─── MATERIAL SUPPLIED ───
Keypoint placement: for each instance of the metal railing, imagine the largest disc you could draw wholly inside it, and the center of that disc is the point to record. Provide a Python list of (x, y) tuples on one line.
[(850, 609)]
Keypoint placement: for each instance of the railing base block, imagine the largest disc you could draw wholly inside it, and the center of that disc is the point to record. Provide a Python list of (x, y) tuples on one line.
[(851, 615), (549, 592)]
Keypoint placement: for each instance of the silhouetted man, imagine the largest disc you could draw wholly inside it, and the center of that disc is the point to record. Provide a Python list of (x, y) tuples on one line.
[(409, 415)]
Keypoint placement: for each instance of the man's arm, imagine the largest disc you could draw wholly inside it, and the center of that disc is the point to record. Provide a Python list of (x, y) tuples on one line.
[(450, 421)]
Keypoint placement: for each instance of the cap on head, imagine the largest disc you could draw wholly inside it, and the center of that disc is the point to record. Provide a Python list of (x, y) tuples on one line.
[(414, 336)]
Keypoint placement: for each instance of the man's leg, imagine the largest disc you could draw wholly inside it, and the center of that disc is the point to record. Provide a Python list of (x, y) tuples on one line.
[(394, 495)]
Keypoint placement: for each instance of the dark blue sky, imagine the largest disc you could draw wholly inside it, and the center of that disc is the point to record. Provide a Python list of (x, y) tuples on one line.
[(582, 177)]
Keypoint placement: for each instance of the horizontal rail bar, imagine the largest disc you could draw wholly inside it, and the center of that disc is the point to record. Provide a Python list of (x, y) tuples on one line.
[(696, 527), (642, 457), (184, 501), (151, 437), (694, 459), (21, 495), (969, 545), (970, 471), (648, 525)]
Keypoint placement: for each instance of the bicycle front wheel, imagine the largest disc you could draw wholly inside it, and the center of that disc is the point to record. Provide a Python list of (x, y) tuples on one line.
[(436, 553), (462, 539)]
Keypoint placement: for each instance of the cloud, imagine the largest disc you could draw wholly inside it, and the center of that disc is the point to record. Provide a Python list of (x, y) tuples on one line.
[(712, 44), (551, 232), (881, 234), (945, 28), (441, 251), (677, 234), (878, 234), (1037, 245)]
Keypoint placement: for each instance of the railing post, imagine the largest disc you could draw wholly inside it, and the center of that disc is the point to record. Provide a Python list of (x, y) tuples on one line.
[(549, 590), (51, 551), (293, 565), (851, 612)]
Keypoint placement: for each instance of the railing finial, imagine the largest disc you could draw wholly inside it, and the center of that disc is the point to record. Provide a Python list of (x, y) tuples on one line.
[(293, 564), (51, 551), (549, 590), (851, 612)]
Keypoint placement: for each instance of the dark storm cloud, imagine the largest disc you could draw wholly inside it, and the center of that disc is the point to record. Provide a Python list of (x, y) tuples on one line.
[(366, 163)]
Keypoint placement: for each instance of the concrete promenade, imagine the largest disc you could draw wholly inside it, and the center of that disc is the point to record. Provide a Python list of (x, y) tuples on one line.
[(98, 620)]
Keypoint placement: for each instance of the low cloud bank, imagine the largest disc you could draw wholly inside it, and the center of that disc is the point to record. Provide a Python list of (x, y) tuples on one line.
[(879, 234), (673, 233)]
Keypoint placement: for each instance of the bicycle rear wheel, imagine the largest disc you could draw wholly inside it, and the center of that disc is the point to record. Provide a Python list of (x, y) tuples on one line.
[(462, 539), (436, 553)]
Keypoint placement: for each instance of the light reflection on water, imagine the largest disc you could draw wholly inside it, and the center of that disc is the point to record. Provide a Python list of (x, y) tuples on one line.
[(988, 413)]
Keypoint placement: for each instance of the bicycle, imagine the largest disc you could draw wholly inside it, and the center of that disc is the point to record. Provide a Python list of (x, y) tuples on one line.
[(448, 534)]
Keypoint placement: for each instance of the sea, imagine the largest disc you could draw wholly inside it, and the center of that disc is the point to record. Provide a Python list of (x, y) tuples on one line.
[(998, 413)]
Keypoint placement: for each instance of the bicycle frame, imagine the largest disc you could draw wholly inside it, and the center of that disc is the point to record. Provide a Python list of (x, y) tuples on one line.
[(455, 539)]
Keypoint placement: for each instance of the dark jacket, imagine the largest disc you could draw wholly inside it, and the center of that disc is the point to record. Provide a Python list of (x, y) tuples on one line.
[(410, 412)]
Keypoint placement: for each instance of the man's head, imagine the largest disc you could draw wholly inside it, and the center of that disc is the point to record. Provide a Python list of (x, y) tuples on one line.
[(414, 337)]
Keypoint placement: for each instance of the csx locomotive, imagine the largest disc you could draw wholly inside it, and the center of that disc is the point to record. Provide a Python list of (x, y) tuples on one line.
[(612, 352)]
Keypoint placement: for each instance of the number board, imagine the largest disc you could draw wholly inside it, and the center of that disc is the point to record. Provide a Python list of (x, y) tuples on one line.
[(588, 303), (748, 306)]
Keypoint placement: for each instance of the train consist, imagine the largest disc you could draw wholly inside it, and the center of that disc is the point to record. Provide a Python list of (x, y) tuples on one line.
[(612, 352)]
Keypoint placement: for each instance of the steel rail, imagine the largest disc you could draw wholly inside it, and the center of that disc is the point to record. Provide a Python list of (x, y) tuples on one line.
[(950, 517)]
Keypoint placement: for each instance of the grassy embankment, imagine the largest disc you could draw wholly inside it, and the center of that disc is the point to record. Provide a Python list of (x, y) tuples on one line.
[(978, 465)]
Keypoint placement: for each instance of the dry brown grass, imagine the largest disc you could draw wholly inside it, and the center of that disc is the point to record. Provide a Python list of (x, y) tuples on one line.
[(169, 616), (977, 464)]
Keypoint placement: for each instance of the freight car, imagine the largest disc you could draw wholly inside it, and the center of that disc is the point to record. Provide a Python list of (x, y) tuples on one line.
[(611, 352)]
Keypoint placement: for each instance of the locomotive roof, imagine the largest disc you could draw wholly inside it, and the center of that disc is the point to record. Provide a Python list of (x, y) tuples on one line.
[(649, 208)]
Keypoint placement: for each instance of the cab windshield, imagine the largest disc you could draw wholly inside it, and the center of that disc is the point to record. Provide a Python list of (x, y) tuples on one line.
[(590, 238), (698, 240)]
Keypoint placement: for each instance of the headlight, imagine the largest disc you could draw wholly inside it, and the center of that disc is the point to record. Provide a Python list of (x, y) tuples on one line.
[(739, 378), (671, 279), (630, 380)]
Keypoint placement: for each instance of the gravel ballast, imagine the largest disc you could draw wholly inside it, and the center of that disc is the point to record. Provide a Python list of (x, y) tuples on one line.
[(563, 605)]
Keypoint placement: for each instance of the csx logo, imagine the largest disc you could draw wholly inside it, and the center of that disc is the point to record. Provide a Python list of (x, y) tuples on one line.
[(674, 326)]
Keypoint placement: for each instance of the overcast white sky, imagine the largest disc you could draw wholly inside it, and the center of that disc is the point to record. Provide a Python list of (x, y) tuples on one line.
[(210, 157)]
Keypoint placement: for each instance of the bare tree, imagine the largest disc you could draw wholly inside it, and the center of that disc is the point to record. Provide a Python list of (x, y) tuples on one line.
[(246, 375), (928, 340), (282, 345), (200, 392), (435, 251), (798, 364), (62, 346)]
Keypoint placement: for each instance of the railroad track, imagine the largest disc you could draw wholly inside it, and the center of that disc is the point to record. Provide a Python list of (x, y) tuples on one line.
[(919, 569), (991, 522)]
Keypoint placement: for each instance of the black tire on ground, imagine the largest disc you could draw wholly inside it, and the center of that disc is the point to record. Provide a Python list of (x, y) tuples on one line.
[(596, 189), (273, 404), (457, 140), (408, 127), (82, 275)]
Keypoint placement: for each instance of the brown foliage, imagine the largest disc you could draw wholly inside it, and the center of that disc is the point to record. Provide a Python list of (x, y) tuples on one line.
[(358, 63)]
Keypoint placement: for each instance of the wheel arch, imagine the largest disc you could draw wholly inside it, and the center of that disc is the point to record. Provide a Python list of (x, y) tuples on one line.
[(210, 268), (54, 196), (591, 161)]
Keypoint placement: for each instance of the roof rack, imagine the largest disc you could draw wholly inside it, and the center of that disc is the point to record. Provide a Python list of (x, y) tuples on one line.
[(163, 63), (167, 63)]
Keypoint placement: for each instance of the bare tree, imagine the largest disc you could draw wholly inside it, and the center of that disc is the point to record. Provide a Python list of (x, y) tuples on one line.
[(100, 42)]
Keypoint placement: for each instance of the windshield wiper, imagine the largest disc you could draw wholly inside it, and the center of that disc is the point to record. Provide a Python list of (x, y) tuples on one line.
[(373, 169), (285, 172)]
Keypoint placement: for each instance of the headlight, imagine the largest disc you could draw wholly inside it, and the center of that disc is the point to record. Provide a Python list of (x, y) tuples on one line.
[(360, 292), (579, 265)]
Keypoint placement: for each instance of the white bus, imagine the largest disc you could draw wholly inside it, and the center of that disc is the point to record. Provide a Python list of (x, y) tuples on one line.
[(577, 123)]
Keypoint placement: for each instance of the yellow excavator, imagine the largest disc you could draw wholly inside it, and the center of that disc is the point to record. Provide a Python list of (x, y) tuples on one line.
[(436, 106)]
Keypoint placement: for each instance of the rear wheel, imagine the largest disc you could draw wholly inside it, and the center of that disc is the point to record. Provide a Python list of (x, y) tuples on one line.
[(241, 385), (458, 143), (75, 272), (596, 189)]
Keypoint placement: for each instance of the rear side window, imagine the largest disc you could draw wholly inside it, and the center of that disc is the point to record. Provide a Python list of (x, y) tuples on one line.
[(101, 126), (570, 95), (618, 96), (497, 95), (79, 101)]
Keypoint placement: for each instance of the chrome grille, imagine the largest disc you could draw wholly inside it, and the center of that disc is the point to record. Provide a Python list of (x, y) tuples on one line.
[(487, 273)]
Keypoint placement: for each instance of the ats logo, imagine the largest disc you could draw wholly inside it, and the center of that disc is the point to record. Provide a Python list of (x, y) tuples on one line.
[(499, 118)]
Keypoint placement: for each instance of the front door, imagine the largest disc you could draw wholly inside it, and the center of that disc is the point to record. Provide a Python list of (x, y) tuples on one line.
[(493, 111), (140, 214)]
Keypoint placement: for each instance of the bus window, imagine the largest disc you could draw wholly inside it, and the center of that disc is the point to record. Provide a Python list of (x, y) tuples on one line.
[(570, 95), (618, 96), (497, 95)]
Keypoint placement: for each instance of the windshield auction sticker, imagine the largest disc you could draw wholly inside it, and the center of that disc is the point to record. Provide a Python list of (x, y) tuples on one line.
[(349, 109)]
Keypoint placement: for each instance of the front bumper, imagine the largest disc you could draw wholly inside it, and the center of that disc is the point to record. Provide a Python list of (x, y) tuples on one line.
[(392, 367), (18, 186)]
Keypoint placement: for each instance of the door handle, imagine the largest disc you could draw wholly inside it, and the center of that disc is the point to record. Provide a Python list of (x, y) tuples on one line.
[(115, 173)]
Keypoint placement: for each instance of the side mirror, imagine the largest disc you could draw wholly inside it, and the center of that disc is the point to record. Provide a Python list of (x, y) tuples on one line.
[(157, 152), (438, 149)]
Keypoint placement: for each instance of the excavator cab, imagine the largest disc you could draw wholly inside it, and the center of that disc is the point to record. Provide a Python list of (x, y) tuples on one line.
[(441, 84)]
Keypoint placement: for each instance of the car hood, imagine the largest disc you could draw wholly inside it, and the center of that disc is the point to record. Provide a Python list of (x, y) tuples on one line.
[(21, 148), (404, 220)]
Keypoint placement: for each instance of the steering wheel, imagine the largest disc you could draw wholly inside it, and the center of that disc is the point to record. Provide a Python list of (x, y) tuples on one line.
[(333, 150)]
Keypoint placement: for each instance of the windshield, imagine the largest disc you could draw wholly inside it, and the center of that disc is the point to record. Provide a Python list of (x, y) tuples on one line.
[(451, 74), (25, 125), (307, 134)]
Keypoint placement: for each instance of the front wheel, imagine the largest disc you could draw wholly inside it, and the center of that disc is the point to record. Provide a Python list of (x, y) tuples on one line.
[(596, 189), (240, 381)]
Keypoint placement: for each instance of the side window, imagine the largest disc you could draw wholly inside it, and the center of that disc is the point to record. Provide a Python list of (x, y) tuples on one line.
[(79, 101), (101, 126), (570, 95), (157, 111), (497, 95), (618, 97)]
───
— THE PROBLEM —
Return, unchanged, the part above that opens with the line containing "Keypoint placement: for each instance of the front door, imagine" and closes with the line containing "[(570, 95), (618, 96), (497, 95)]", including both of those lines.

— ANSWER —
Keypoint placement: for each instance of the front door, imagine the largest disc you could draw wholly inside it, and the center of that disc is the point to record. Provide a Python list of (x, y) tuples on one line.
[(493, 111), (140, 214)]
Keypoint placement: for each instance of the bus window, imagine the largest disc you could draw wholly inside it, and the center of that disc is the point to record. Provide a Python list of (x, y) tuples on one line.
[(570, 95), (618, 96), (497, 95)]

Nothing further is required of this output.